Stored records:
------------------------

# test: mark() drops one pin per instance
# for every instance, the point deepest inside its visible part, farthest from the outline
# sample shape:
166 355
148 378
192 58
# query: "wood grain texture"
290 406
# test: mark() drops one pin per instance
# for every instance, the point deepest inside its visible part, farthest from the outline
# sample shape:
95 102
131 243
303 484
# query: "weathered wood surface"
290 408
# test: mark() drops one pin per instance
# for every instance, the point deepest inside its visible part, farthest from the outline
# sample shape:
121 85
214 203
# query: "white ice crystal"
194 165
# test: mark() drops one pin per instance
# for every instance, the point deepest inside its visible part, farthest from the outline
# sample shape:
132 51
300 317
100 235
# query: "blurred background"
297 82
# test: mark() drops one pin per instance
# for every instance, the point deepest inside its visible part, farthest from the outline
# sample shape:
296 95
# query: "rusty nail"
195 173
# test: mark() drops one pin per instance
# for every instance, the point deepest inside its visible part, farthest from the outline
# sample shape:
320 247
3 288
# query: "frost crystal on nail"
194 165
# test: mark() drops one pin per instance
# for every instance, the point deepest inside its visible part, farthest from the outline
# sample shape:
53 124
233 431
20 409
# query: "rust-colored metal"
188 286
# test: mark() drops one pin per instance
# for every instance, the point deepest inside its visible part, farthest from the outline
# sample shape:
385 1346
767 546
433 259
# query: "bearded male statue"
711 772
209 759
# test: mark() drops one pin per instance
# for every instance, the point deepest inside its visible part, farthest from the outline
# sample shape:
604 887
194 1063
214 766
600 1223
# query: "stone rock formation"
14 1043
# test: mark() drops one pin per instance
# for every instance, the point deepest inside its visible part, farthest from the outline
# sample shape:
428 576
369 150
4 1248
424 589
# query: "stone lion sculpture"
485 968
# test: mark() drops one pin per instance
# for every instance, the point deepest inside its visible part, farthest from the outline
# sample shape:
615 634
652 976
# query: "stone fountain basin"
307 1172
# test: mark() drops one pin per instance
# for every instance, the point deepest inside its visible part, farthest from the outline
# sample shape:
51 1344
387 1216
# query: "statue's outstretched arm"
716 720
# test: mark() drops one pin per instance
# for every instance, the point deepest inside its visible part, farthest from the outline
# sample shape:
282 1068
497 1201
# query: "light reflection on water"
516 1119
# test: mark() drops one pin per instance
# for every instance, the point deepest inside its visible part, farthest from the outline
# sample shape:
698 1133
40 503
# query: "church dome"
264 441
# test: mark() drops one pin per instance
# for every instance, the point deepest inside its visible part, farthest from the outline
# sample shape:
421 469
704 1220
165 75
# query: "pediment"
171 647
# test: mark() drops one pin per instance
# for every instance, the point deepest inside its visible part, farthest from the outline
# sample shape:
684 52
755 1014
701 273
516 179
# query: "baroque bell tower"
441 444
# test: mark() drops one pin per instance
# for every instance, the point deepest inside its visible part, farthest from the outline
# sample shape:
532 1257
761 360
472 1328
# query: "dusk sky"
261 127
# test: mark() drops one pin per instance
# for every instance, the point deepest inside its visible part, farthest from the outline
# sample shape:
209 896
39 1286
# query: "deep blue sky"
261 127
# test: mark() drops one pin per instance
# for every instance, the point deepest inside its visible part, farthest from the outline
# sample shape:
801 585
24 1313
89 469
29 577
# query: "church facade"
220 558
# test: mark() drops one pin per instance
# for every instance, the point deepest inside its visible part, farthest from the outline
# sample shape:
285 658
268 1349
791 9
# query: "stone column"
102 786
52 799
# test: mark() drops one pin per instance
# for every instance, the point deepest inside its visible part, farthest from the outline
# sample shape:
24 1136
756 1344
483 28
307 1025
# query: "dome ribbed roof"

------------------------

▸ **WRITTEN REQUEST**
Quote all of the entries exactly as they appear.

▸ **EXERCISE RESULT**
# test: mark() drops one pin per instance
# for every instance, the point deepest inside its visible part, farthest from the outline
# sample shape:
166 355
148 378
192 58
# query: "wood grain texture"
290 406
# test: mark() drops one pin per instance
# for every instance, the point deepest inside its visible part, farthest from the outline
# sample shape:
95 102
131 243
303 484
# query: "weathered wood surface"
290 408
# test: mark() drops one pin per instance
# for every instance, the point deepest inside its visible part, farthest from the outline
# sample shape:
121 85
214 203
# query: "white ice crystal"
194 165
# test: mark() drops one pin per instance
# for every instance, the point deepest inside its visible part, farthest from the outline
# sample shape:
132 51
300 317
100 235
# query: "blurred background"
297 82
# test: mark() drops one pin per instance
# for every instance, the point deepest inside its visible part, farthest from the outline
# sample shape:
296 95
# query: "rusty nail"
195 173
# test: mark() drops one pin per instance
# for every instance, the point deepest inside its visible part, farthest from the outline
# sample shape:
320 247
3 288
# query: "frost crystal on nail"
194 165
# test: mark() drops one pin per instance
# for every instance, the point deepest inside its visible part, farthest from the outline
# sample shape:
53 124
233 431
20 409
# query: "rust-colored metal"
188 286
# test: mark() drops one pin per instance
# for every instance, the point deepest inside its visible part, farthest from the outline
# sample shape:
385 1346
767 546
433 259
# query: "bearded male statue"
711 772
209 759
# test: mark() drops one pin per instance
# for every instance, the point deepest inside its visible part, farthest from the outline
# sample shape:
604 887
194 1063
214 766
600 1223
# query: "stone rock formation"
14 1043
# test: mark() drops one pin per instance
# for every instance, the point deepest inside its visible part, farthest from the outline
# sample shape:
428 576
369 150
4 1248
424 589
# query: "stone lion sculpture"
485 968
# test: mark() drops one pin per instance
# for every instance, the point deepest inside its visible part, farthest from the outline
# sample shape:
615 634
652 976
# query: "stone fountain basin"
307 1172
# test: mark() drops one pin per instance
# for every instance, the point deepest inside its visible part, farthest from the outline
# sample shape:
51 1344
387 1216
# query: "statue's outstretched arm"
716 720
# test: mark() drops one pin per instance
# for every instance, the point deepest inside its visible part, farthest from the outline
# sample shape:
282 1068
497 1201
# query: "light reflection on water"
516 1119
# test: mark() drops one pin per instance
# for every instance, the point deepest inside its visible part, farthest from the outline
# sample shape:
698 1133
40 503
# query: "church dome"
264 441
# test: mark() drops one pin per instance
# for every instance, the point deepest inside its visible part, farthest from the outline
# sample shape:
421 469
704 1220
165 75
# query: "pediment"
171 647
# test: mark() drops one pin per instance
# for every instance, the point deepest inside its visible part, farthest from the outline
# sample shape:
684 52
755 1014
701 273
516 179
# query: "baroque bell tower"
441 444
# test: mark() drops one pin per instance
# for every instance, the point deepest inside its visible part, farthest from the outline
# sample shape:
532 1257
761 360
472 1328
# query: "dusk sky"
261 127
# test: mark() drops one pin per instance
# for every instance, the point deepest inside its visible part, farthest from the outline
# sample shape:
209 896
39 1286
# query: "deep blue sky"
261 127
# test: mark() drops one pin per instance
# for every instance, the point deepest inside its visible part, farthest from the outline
# sample shape:
801 585
24 1313
89 469
29 577
# query: "church facade"
220 558
# test: mark() drops one pin per instance
# for every instance, the point deepest inside its visible part, farthest from the outline
# sample shape:
285 658
268 1349
791 9
# query: "stone column"
102 786
52 799
# test: mark() drops one pin per instance
# for every instance, the point deepest inside its visible part, farthest from the outline
# sample shape:
24 1136
756 1344
483 28
307 1025
# query: "dome ribbed roof"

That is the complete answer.